- Task to carry out -
Write out the listing in full, matching it word for word.

- Supplied information -
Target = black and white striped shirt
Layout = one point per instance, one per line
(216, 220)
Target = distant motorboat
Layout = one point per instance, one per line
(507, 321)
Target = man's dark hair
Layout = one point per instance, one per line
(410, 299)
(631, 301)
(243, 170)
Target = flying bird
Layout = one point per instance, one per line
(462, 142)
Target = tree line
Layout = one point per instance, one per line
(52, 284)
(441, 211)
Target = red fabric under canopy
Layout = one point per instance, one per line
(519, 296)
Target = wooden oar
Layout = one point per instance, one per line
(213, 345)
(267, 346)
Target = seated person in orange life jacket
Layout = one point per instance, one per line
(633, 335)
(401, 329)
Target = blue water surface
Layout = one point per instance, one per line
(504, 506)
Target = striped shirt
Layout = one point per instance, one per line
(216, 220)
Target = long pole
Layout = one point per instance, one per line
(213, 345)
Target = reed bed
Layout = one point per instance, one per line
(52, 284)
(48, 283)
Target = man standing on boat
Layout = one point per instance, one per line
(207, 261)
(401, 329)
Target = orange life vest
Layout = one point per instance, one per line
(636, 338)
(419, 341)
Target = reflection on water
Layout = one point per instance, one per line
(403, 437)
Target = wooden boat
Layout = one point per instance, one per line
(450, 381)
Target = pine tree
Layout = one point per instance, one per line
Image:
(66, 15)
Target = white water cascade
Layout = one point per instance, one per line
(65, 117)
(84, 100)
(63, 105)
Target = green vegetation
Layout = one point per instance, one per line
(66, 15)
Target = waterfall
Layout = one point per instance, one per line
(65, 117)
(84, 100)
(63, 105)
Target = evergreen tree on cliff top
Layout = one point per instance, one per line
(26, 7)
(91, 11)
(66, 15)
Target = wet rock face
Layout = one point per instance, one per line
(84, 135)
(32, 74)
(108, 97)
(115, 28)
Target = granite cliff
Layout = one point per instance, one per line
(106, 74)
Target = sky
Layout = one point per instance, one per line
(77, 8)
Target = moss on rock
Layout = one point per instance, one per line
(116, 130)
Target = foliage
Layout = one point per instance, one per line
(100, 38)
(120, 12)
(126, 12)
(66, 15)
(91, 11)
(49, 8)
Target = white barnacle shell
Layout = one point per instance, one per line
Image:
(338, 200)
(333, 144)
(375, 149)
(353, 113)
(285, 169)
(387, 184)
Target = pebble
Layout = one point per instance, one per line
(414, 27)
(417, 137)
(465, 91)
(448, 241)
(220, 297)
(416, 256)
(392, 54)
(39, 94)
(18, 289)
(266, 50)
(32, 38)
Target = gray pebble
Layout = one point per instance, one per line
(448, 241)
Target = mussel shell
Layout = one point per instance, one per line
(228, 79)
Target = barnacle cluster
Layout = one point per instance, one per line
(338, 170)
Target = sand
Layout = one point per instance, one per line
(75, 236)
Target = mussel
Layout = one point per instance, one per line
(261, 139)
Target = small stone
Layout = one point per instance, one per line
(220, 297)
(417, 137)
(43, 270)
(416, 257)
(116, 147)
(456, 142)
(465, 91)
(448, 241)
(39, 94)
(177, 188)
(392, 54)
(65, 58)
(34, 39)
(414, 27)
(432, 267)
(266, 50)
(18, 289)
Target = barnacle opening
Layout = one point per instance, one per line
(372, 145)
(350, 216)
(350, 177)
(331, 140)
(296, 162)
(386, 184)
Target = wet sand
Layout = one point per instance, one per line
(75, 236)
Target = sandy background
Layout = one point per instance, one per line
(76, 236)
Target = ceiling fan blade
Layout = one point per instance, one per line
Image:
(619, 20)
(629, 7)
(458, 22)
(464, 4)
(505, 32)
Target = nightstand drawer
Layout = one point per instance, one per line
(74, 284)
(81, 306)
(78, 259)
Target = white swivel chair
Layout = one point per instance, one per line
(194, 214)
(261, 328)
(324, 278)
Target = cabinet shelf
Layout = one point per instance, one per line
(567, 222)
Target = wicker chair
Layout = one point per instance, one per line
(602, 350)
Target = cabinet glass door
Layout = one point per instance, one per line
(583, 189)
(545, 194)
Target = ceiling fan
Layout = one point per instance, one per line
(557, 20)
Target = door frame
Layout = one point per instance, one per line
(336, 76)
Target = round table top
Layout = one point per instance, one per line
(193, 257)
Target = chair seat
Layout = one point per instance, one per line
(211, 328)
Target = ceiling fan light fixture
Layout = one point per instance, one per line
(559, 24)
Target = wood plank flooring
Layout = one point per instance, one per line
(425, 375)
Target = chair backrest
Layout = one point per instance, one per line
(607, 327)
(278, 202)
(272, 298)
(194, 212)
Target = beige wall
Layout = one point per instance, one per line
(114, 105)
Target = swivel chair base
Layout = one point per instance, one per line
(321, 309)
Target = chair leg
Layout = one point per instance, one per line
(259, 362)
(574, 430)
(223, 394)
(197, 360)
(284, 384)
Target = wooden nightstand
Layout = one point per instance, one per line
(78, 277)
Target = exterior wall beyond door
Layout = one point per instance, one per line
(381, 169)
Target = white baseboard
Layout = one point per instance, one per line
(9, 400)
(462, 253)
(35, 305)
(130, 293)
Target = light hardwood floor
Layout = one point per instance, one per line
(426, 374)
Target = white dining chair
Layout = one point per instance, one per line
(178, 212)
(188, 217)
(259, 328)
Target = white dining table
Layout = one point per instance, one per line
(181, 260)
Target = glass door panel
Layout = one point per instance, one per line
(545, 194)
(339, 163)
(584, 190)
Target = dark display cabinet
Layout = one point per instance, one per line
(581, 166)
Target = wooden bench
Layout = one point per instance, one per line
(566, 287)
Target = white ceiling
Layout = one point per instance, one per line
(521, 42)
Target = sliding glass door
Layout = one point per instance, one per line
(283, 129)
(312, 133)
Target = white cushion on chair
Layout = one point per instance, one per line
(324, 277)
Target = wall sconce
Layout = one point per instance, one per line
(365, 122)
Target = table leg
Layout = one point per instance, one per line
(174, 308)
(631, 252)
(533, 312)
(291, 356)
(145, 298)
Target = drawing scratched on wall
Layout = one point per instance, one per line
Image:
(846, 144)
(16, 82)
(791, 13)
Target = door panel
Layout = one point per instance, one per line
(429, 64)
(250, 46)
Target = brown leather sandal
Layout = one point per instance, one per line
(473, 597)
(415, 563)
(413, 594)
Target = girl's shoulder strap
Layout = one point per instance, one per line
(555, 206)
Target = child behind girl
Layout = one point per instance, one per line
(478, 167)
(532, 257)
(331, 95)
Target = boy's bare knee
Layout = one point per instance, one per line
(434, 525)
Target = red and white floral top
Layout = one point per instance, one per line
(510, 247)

- Task result -
Target = black and white striped shirt
Layout = one point per instance, one per line
(216, 220)
Target = distant motorboat
Layout = one point per instance, one per line
(507, 321)
Target = man's dark hair
Layout = one point per instance, one per line
(410, 299)
(631, 301)
(243, 170)
Target = flying bird
Layout = one point per instance, one per line
(462, 142)
Target = tree line
Layout = one point per instance, one per line
(52, 284)
(441, 211)
Target = red fabric under canopy
Layout = one point per instance, one per line
(519, 296)
Target = wooden oar
Layout = one point per instance, one per line
(213, 345)
(267, 346)
Target = seated person in orange life jacket
Layout = one point per instance, one per line
(633, 335)
(401, 329)
Target = blue water surface
Layout = one point per instance, one per line
(504, 506)
Target = striped shirt
Layout = one point per instance, one per line
(216, 220)
Target = long pole
Layout = one point per instance, one per line
(213, 345)
Target = reed bed
Layout = one point per instance, one per line
(52, 284)
(48, 283)
Target = man standing on boat
Layout = one point per instance, one per line
(207, 261)
(401, 329)
Target = orange life vest
Layout = one point per instance, one per line
(636, 338)
(419, 341)
Target = reflection on water
Layout = one point per instance, one per line
(403, 437)
Target = wooden boat
Layout = one point per instance, one per line
(450, 381)
Target = pine tree
Layout = one point per instance, one per line
Image:
(66, 15)
Target = white water cascade
Layout = one point per instance, one per line
(65, 117)
(84, 100)
(63, 105)
Target = green vegetation
Layout = one point per instance, one per line
(66, 15)
Target = waterfall
Layout = one point per instance, one per line
(65, 117)
(84, 100)
(63, 105)
Target = evergreen tree on cliff top
Layout = one point per instance, one per line
(26, 7)
(91, 11)
(66, 15)
Target = wet rock face
Layout = one point per instance, one per line
(84, 135)
(32, 74)
(108, 97)
(115, 28)
Target = granite cliff
Layout = one point per instance, one per line
(106, 74)
Target = sky
Layout = one point per instance, one per line
(77, 8)
Target = moss on rock
Layout = one point per instance, one per line
(116, 130)
Target = foliage
Layout = one point per instance, one per line
(100, 38)
(120, 12)
(126, 12)
(66, 15)
(91, 11)
(49, 8)
Target = white barnacle shell
Layout = one point per instance, one per line
Image:
(338, 200)
(333, 144)
(375, 149)
(353, 113)
(285, 169)
(387, 184)
Target = pebble
Layout = one point per instance, one per line
(414, 27)
(417, 137)
(465, 91)
(448, 241)
(220, 297)
(416, 256)
(392, 54)
(39, 94)
(18, 289)
(266, 50)
(32, 38)
Target = gray pebble
Layout = one point per instance, one per line
(448, 241)
Target = mussel shell
Layout = one point per instance, one per line
(228, 79)
Target = barnacle cluster
Layout = one point per instance, one per line
(338, 170)
Target = sand
Layout = one point per instance, one per line
(75, 236)
Target = mussel
Layout = one point per instance, one per line
(261, 139)
Target = small stone
Layout = one point per instance, one per line
(220, 297)
(417, 137)
(43, 270)
(416, 257)
(116, 147)
(456, 142)
(465, 91)
(448, 241)
(39, 94)
(177, 188)
(392, 54)
(65, 58)
(34, 39)
(414, 27)
(432, 267)
(266, 50)
(18, 289)
Target = barnacle opening
Layout = one point per instance, one per line
(372, 145)
(350, 216)
(350, 177)
(331, 140)
(296, 162)
(386, 184)
Target = wet sand
Layout = one point per instance, one per line
(75, 236)
Target = sandy background
Layout = one point per instance, one per line
(76, 236)
Target = ceiling fan blade
Layout = one point per instance, one per line
Image:
(619, 20)
(629, 7)
(458, 22)
(464, 4)
(505, 32)
Target = nightstand drawer
Layout = one point per instance, one per line
(74, 284)
(81, 306)
(78, 259)
Target = white swivel chair
Layout = one point per instance, one per line
(194, 214)
(261, 328)
(324, 278)
Target = cabinet shelf
Layout = one point per instance, one per line
(567, 222)
Target = wicker chair
Layout = one point per instance, one per line
(602, 350)
Target = cabinet glass door
Layout = one point per instance, one per line
(583, 189)
(545, 194)
Target = ceiling fan
Layout = one point per instance, one per line
(557, 20)
Target = door frame
Layout = one point per instance, one per line
(336, 76)
Target = round table top
Layout = one point per instance, one per line
(193, 257)
Target = chair seat
Layout = one point per instance, one per line
(211, 328)
Target = ceiling fan light fixture
Layout = one point per instance, one per line
(559, 24)
Target = wood plank flooring
Layout = one point per instance, one per line
(425, 375)
Target = chair backrest
Layout = one point per instance, one per line
(607, 327)
(278, 202)
(272, 298)
(194, 212)
Target = beige wall
Layout = one point per instance, one per line
(114, 105)
Target = swivel chair base
Layout = one point per instance, one per line
(321, 309)
Target = chair leg
Layout = one point per instance, one per line
(259, 362)
(574, 430)
(223, 394)
(197, 360)
(284, 384)
Target = wooden nightstand
Layout = one point per instance, one per line
(78, 277)
Target = exterior wall beyond door
Layout = one point per instance, one per line
(381, 169)
Target = white baseboard
Layout = one point per instance, one per line
(9, 400)
(462, 253)
(35, 305)
(130, 293)
Target = light hardwood floor
Layout = one point per instance, one per line
(426, 374)
Target = white dining chair
Layout = one point per instance, one per line
(178, 212)
(188, 217)
(259, 328)
Target = white dining table
Layout = one point per instance, one per line
(181, 260)
Target = glass door panel
Layout = one point per instance, one per line
(545, 194)
(339, 163)
(584, 190)
Target = dark display cabinet
Layout = one point per instance, one per line
(581, 166)
Target = wooden bench
Layout = one point per instance, one per line
(566, 287)
Target = white ceiling
Layout = one point per instance, one per line
(521, 42)
Target = sliding glass door
Layout = one point per instance, one per line
(283, 129)
(312, 133)
Target = white cushion on chair
Layout = one point per instance, one per line
(324, 277)
Target = wall sconce
Layout = one point per instance, one per line
(365, 122)
Target = table leg
Layout = one point per instance, one per line
(174, 308)
(631, 252)
(533, 312)
(291, 356)
(145, 298)
Target = drawing scratched on wall
Layout = one point per instance, one per line
Image:
(846, 144)
(16, 82)
(791, 13)
Target = door panel
Layout = one point per instance, one per line
(429, 64)
(250, 46)
Target = brown leather sandal
Layout = one point per instance, one per line
(473, 597)
(415, 563)
(413, 594)
Target = girl's shoulder strap
Layout = one point per instance, one per line
(555, 206)
Target = child behind girl
Layout = one point per instance, one per line
(478, 167)
(532, 257)
(331, 95)
Target = boy's bare knee
Layout = one point per instance, one per line
(434, 525)
Target = red and white floral top
Layout = one point per instance, one per line
(510, 247)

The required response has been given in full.